Dataset items:
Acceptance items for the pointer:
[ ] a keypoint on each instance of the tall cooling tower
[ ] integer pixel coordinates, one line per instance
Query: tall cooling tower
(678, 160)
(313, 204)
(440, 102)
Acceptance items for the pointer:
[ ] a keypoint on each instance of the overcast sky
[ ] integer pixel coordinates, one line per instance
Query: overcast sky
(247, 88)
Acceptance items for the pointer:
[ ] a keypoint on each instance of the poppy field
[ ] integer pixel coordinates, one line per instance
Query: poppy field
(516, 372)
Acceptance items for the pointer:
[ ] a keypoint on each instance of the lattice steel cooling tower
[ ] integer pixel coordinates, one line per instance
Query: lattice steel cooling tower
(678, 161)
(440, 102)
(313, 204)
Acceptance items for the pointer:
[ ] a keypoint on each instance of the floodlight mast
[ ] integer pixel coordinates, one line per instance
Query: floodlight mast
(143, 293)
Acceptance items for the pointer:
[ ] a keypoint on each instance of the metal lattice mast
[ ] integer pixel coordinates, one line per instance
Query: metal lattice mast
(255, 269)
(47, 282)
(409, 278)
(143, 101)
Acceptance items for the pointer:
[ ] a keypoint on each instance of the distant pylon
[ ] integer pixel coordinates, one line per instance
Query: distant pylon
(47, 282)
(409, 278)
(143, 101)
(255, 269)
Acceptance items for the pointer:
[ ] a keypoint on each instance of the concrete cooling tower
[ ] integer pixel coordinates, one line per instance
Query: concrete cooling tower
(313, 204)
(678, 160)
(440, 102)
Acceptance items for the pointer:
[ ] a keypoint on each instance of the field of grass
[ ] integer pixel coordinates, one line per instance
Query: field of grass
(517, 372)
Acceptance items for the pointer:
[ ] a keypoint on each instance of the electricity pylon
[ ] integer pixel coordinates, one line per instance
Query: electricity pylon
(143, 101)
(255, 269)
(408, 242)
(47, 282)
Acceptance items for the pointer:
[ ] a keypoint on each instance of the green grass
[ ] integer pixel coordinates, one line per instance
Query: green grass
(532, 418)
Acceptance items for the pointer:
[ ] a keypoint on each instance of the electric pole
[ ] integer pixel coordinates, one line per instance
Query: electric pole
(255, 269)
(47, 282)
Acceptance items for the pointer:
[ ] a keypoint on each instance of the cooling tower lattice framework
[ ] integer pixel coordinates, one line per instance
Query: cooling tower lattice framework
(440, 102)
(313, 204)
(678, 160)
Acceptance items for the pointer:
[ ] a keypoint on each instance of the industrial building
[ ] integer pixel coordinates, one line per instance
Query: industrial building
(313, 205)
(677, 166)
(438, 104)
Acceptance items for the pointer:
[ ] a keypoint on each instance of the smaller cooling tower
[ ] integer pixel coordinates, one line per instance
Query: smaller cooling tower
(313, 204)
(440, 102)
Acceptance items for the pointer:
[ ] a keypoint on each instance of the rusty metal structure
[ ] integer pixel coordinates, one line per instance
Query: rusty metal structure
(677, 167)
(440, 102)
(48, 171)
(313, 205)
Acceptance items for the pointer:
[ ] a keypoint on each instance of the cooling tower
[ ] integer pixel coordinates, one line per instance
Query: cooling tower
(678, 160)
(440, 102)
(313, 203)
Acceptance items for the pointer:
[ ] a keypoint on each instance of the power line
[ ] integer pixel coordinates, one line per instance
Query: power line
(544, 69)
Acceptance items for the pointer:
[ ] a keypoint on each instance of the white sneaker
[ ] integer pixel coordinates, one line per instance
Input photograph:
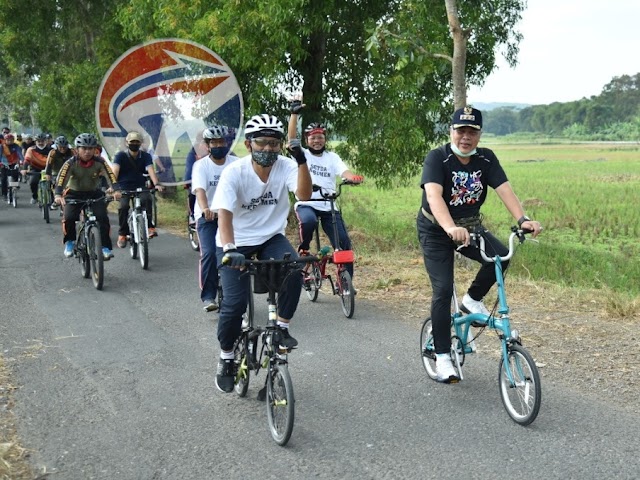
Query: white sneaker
(444, 369)
(470, 305)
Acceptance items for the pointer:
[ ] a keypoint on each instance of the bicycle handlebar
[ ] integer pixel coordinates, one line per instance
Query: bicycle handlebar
(477, 239)
(330, 195)
(138, 190)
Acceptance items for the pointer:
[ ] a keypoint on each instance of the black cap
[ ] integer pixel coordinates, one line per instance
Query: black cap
(467, 117)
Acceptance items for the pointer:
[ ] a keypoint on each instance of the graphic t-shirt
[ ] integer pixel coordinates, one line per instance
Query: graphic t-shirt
(206, 175)
(464, 186)
(323, 169)
(260, 210)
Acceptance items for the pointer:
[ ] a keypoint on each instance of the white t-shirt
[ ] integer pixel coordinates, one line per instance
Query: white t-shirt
(324, 169)
(260, 210)
(206, 175)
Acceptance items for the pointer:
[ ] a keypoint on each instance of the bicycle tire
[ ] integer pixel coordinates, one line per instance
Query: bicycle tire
(83, 254)
(522, 400)
(312, 281)
(347, 293)
(133, 246)
(241, 353)
(144, 242)
(94, 249)
(280, 402)
(428, 349)
(194, 240)
(46, 208)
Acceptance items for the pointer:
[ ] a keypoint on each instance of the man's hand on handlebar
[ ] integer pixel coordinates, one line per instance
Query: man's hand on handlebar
(233, 259)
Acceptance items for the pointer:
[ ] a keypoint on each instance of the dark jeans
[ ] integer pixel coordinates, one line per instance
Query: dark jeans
(123, 211)
(5, 173)
(34, 180)
(308, 219)
(72, 215)
(208, 268)
(235, 288)
(438, 252)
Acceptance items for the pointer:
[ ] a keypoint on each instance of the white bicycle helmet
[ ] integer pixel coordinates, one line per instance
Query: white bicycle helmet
(215, 131)
(86, 140)
(264, 125)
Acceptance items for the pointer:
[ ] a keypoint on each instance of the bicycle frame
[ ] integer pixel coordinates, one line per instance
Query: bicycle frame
(518, 378)
(343, 284)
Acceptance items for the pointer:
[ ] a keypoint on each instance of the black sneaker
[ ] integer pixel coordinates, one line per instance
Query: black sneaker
(286, 340)
(224, 375)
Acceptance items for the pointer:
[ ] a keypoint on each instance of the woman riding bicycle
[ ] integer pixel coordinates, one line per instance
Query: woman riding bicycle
(455, 179)
(324, 167)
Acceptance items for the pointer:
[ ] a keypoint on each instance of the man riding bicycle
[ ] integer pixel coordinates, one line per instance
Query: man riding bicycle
(35, 160)
(56, 159)
(79, 179)
(252, 201)
(11, 158)
(324, 167)
(130, 167)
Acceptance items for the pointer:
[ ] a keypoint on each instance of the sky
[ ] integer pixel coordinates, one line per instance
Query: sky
(571, 49)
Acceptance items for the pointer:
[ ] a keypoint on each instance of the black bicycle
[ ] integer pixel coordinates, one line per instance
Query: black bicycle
(88, 247)
(138, 237)
(272, 356)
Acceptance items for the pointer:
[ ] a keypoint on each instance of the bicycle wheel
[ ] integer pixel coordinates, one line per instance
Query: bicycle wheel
(280, 402)
(428, 350)
(193, 237)
(83, 255)
(346, 293)
(521, 398)
(312, 280)
(133, 246)
(242, 364)
(144, 242)
(94, 249)
(46, 204)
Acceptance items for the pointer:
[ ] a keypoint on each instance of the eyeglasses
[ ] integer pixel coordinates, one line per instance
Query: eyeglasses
(263, 142)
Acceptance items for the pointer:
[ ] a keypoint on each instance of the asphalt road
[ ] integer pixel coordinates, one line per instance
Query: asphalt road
(118, 384)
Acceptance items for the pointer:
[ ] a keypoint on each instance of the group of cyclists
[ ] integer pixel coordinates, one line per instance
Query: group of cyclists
(241, 205)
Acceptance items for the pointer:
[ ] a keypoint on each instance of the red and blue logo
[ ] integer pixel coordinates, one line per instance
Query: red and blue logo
(169, 90)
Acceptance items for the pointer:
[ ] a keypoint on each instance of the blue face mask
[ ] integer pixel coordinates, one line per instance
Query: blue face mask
(219, 152)
(264, 158)
(457, 151)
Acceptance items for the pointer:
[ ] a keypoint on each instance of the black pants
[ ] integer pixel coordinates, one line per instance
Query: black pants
(438, 252)
(123, 211)
(72, 215)
(5, 173)
(34, 180)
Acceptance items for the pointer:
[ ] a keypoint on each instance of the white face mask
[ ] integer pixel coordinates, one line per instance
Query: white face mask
(457, 151)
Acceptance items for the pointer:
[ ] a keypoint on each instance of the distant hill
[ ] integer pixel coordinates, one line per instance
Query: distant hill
(494, 105)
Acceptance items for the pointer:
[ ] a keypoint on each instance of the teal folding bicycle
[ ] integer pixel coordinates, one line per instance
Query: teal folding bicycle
(518, 376)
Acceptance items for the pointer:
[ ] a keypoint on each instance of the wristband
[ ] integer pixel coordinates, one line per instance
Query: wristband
(523, 219)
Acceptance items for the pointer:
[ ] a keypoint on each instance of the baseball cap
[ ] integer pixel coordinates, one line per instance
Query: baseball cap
(134, 137)
(467, 117)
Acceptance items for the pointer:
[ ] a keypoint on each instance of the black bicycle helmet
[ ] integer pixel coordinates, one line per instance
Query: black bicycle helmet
(86, 140)
(314, 127)
(215, 131)
(62, 141)
(264, 124)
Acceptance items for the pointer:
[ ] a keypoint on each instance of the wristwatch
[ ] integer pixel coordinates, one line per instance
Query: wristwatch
(523, 219)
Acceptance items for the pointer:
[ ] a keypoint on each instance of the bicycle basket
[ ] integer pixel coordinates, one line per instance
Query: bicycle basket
(343, 256)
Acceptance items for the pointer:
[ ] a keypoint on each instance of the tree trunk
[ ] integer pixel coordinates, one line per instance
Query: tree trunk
(458, 67)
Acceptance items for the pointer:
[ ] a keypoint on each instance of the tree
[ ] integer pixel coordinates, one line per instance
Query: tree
(55, 54)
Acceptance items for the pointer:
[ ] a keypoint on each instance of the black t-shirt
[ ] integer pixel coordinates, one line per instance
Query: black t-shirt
(464, 186)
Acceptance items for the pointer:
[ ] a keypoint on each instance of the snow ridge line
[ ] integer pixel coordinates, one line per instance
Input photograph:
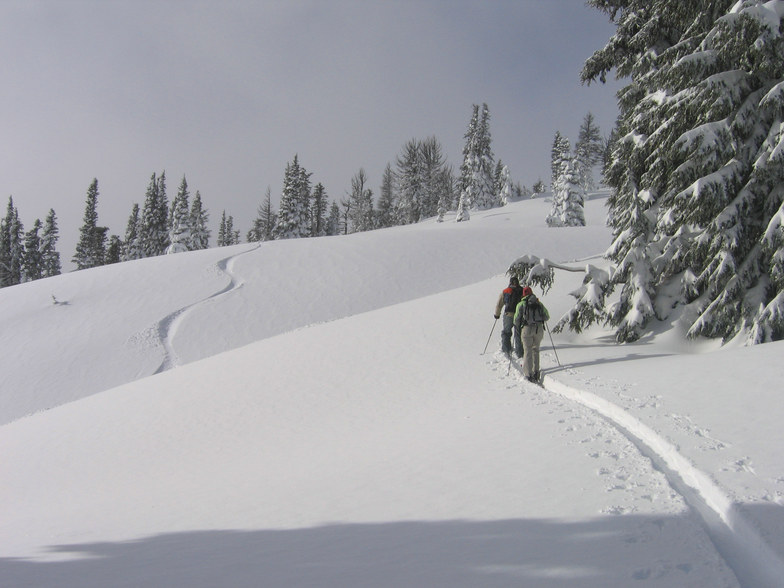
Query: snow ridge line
(167, 327)
(752, 560)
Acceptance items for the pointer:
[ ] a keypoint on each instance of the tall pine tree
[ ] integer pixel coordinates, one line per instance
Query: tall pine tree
(294, 213)
(33, 266)
(698, 171)
(11, 247)
(179, 221)
(50, 258)
(199, 218)
(91, 247)
(132, 246)
(477, 173)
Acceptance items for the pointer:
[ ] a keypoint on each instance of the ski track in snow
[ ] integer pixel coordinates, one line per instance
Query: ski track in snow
(735, 538)
(166, 328)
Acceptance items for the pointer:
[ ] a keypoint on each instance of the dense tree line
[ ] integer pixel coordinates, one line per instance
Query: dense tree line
(31, 255)
(419, 184)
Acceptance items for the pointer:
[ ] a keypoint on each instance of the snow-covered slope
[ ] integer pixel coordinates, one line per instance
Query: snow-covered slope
(318, 413)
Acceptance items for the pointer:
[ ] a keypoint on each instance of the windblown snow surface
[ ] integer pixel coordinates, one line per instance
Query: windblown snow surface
(320, 413)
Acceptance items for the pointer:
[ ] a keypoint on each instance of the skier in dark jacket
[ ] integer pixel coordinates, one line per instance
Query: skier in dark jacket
(507, 302)
(530, 317)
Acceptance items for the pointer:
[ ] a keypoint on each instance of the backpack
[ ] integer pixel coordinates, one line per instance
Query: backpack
(512, 297)
(534, 312)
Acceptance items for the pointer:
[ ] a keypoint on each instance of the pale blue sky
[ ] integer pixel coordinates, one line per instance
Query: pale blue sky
(226, 92)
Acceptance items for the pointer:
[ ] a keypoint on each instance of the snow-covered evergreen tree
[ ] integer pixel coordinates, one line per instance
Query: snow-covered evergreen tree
(477, 173)
(387, 216)
(50, 258)
(410, 189)
(11, 247)
(199, 219)
(559, 155)
(435, 176)
(568, 198)
(91, 247)
(588, 151)
(154, 230)
(698, 171)
(132, 246)
(318, 211)
(114, 250)
(32, 265)
(180, 237)
(264, 223)
(333, 220)
(294, 212)
(503, 185)
(360, 210)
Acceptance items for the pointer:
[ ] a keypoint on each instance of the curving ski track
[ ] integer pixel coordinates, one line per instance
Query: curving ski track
(752, 560)
(167, 327)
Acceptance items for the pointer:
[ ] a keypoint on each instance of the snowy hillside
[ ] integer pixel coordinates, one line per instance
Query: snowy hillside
(318, 412)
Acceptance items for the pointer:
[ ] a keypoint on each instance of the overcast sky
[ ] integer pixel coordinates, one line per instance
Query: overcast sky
(227, 92)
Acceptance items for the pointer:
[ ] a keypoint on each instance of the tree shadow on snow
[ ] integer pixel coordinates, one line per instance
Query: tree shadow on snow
(604, 552)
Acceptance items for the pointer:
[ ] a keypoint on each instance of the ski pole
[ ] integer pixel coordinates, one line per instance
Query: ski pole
(490, 337)
(553, 344)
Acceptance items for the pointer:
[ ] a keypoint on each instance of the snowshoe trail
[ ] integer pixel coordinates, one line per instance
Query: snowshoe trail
(166, 328)
(735, 538)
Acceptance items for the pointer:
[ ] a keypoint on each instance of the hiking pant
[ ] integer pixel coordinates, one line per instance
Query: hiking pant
(532, 338)
(506, 336)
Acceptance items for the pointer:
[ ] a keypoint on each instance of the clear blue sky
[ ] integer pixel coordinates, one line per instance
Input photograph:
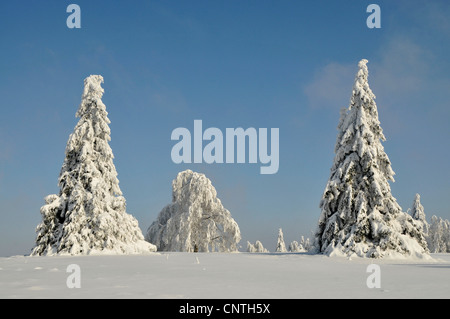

## Prompt
Set down only the lines above that fall between the line holding "[ ] a keypoint on each instance of the snow-covered evergreen" and the line holding "[ ] a keypoint on each instance of the curving", inclusive, keeping each exact.

## Expected answer
[ ] a keypoint on each instance of the snow-covered evergreen tree
[ ] integer pixel coordinates, one line per instance
Query: snow-covered evergreen tree
(477, 173)
(387, 216)
(50, 258)
(410, 189)
(11, 247)
(199, 219)
(559, 155)
(435, 176)
(568, 198)
(91, 247)
(588, 151)
(154, 230)
(698, 171)
(132, 246)
(318, 211)
(114, 250)
(32, 265)
(180, 237)
(264, 223)
(333, 220)
(294, 212)
(503, 185)
(360, 210)
Acceptance items for the pointer:
[ ] a keypoint on each instance of the curving ski track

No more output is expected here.